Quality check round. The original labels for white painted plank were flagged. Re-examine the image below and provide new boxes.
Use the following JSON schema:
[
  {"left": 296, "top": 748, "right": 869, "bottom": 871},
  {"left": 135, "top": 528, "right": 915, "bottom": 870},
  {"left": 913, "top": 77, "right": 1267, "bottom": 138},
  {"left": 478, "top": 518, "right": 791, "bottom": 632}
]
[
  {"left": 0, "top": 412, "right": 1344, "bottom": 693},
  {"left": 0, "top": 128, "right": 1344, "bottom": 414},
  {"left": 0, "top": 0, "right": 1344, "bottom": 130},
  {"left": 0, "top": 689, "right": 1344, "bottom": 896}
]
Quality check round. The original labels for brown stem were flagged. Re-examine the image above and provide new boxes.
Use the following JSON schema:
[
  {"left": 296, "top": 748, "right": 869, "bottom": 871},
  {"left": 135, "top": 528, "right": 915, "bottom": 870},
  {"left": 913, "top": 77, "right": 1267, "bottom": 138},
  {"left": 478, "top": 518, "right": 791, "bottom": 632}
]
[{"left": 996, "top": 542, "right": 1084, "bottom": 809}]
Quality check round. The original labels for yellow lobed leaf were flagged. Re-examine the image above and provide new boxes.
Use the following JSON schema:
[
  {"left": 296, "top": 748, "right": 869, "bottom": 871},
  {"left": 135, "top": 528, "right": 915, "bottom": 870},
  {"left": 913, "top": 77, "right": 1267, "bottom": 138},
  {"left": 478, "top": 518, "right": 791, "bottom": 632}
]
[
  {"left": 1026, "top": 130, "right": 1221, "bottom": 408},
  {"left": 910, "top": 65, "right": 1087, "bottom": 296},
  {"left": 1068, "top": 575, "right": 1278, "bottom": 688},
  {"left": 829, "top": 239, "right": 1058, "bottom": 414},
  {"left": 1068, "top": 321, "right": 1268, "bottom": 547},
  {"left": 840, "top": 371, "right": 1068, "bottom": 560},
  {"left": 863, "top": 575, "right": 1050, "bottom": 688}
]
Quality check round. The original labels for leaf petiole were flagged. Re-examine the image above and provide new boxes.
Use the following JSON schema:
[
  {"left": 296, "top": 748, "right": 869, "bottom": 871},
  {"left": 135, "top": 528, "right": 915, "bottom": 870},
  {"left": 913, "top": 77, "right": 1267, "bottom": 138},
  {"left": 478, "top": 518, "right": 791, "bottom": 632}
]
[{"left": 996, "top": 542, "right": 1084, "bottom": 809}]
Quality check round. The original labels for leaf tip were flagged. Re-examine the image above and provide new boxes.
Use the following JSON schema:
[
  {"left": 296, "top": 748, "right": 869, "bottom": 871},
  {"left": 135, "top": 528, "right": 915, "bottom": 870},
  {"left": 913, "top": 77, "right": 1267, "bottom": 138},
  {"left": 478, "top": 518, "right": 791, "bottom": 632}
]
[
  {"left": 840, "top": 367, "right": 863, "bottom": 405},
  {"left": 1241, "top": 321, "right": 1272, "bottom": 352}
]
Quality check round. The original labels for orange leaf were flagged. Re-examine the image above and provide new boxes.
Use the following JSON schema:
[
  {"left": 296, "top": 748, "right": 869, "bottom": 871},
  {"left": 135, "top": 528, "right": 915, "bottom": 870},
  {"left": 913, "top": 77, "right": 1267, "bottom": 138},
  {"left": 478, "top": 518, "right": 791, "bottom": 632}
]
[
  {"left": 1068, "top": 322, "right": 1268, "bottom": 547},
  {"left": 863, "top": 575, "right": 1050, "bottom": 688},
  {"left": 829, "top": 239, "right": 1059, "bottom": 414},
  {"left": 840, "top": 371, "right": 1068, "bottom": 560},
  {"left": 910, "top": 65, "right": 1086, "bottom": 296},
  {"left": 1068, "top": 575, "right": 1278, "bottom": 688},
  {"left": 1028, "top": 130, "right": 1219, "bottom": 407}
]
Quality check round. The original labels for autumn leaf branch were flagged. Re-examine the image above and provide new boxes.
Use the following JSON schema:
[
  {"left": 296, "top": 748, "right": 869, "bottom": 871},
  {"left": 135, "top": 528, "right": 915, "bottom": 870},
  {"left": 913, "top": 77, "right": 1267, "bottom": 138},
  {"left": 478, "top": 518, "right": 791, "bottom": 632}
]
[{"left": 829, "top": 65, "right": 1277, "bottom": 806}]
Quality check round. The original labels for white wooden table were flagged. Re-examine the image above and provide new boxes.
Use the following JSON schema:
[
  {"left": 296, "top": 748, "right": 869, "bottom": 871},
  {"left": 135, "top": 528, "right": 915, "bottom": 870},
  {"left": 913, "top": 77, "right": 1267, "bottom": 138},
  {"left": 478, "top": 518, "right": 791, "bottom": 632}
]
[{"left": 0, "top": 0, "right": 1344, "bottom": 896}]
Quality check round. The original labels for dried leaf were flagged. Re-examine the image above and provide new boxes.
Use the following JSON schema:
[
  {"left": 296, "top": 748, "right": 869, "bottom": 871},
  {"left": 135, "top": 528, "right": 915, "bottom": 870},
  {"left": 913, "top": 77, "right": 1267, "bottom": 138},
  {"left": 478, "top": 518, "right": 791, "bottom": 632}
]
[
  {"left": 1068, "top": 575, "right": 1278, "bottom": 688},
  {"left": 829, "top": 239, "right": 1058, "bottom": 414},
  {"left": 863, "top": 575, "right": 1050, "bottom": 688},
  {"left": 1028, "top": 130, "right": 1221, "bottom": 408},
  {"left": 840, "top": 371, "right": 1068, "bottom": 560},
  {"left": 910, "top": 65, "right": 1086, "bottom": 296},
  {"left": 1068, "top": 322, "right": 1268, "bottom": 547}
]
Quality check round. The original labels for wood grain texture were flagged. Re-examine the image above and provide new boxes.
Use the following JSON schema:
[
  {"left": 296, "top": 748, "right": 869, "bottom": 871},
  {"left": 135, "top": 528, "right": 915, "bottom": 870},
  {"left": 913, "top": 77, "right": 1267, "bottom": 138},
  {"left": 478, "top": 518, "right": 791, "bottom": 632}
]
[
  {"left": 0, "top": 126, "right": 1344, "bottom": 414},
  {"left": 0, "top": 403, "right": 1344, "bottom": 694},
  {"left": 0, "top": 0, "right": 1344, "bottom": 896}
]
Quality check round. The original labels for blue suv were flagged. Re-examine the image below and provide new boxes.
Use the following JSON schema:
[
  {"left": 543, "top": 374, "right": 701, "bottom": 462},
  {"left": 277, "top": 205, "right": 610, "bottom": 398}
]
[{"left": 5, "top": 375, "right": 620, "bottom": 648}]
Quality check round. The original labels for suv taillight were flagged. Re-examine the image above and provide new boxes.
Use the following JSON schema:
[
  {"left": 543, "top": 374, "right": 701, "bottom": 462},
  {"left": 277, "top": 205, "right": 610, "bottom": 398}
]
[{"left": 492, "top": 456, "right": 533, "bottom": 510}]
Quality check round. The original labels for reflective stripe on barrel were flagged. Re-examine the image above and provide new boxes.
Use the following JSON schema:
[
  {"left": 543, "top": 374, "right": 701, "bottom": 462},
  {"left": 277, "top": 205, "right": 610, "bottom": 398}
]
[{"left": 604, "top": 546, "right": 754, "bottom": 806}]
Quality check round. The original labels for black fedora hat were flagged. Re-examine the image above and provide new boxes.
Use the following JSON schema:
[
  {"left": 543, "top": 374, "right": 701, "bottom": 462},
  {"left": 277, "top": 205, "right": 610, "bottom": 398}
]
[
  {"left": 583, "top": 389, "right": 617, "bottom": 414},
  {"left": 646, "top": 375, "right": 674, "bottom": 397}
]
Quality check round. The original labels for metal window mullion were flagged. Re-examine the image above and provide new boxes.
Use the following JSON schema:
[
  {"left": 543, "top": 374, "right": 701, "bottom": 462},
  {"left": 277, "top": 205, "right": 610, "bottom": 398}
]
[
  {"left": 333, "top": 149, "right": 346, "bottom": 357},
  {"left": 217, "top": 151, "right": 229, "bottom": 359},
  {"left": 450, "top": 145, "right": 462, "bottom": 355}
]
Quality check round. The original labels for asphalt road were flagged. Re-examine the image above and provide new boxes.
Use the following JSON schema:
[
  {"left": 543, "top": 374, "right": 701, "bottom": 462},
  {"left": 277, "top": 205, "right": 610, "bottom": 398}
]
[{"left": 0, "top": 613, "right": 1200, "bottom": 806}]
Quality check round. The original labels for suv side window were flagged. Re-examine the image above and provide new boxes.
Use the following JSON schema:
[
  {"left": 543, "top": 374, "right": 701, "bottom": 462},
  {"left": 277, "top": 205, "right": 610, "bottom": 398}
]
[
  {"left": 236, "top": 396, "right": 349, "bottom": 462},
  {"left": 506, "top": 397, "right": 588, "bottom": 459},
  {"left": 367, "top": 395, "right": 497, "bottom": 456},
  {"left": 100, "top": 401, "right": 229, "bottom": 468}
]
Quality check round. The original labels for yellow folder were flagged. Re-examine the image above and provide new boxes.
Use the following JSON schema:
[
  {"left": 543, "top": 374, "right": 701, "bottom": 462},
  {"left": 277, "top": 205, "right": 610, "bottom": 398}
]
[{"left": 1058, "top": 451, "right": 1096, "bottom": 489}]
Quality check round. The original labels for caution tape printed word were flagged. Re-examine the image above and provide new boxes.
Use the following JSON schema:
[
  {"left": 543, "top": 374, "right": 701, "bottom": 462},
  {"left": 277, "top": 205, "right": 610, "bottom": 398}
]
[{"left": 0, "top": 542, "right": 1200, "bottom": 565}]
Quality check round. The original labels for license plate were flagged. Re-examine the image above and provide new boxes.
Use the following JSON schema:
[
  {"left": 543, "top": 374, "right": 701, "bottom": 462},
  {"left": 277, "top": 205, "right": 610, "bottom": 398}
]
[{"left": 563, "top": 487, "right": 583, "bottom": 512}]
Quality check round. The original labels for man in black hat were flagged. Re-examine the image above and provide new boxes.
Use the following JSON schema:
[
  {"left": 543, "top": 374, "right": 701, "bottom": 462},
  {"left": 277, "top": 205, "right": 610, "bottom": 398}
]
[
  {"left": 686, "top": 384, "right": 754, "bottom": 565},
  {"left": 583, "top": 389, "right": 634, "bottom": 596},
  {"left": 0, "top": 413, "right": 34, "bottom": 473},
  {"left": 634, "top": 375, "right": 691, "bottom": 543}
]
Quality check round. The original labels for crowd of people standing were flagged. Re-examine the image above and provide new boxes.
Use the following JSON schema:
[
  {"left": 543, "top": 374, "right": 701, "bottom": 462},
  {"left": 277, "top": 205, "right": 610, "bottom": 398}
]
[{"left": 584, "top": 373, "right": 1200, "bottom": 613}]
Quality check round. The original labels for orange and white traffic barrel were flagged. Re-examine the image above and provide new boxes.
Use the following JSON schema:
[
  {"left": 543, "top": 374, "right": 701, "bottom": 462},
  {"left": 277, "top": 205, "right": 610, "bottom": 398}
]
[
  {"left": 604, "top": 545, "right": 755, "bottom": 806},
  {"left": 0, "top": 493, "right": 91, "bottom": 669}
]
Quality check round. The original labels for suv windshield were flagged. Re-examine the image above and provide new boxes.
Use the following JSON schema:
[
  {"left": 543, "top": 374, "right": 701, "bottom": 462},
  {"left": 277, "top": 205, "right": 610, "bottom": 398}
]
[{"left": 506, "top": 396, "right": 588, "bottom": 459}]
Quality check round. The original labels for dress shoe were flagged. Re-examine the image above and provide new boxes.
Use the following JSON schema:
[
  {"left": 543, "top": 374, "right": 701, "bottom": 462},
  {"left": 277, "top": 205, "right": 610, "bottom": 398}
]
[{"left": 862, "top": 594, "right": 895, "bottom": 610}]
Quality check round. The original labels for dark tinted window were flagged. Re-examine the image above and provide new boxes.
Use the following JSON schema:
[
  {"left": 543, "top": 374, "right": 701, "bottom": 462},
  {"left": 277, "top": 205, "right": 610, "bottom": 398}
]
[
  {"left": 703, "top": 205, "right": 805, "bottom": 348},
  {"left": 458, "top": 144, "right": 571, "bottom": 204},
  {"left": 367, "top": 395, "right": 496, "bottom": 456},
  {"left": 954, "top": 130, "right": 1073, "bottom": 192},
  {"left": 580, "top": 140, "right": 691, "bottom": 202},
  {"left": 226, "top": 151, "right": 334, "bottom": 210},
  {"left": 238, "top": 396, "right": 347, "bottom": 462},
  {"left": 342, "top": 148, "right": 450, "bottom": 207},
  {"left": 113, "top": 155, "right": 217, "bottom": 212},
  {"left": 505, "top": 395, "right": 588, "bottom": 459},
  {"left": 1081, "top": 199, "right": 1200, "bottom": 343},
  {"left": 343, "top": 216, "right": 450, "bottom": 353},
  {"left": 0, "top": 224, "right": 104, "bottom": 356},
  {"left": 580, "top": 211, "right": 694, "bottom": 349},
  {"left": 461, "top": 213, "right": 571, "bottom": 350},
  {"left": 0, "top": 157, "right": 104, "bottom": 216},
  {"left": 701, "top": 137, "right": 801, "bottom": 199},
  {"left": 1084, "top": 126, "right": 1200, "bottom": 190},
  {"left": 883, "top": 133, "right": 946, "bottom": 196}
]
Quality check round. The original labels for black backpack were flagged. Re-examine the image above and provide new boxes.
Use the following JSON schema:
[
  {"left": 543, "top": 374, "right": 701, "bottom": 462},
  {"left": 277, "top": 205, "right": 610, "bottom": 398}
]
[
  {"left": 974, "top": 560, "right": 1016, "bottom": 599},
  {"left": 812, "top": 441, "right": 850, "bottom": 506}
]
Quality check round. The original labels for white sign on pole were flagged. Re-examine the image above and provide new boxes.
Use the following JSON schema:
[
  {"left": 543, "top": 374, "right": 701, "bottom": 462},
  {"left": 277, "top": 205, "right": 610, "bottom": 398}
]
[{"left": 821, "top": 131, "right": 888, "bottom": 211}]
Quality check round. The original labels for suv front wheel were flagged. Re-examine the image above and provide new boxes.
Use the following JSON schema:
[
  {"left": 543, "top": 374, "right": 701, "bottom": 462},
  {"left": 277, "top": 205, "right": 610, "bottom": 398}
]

++++++++

### REQUIRED WORK
Count the lines in the records above that contain the word "orange". Give only the number.

### EXERCISE ANSWER
2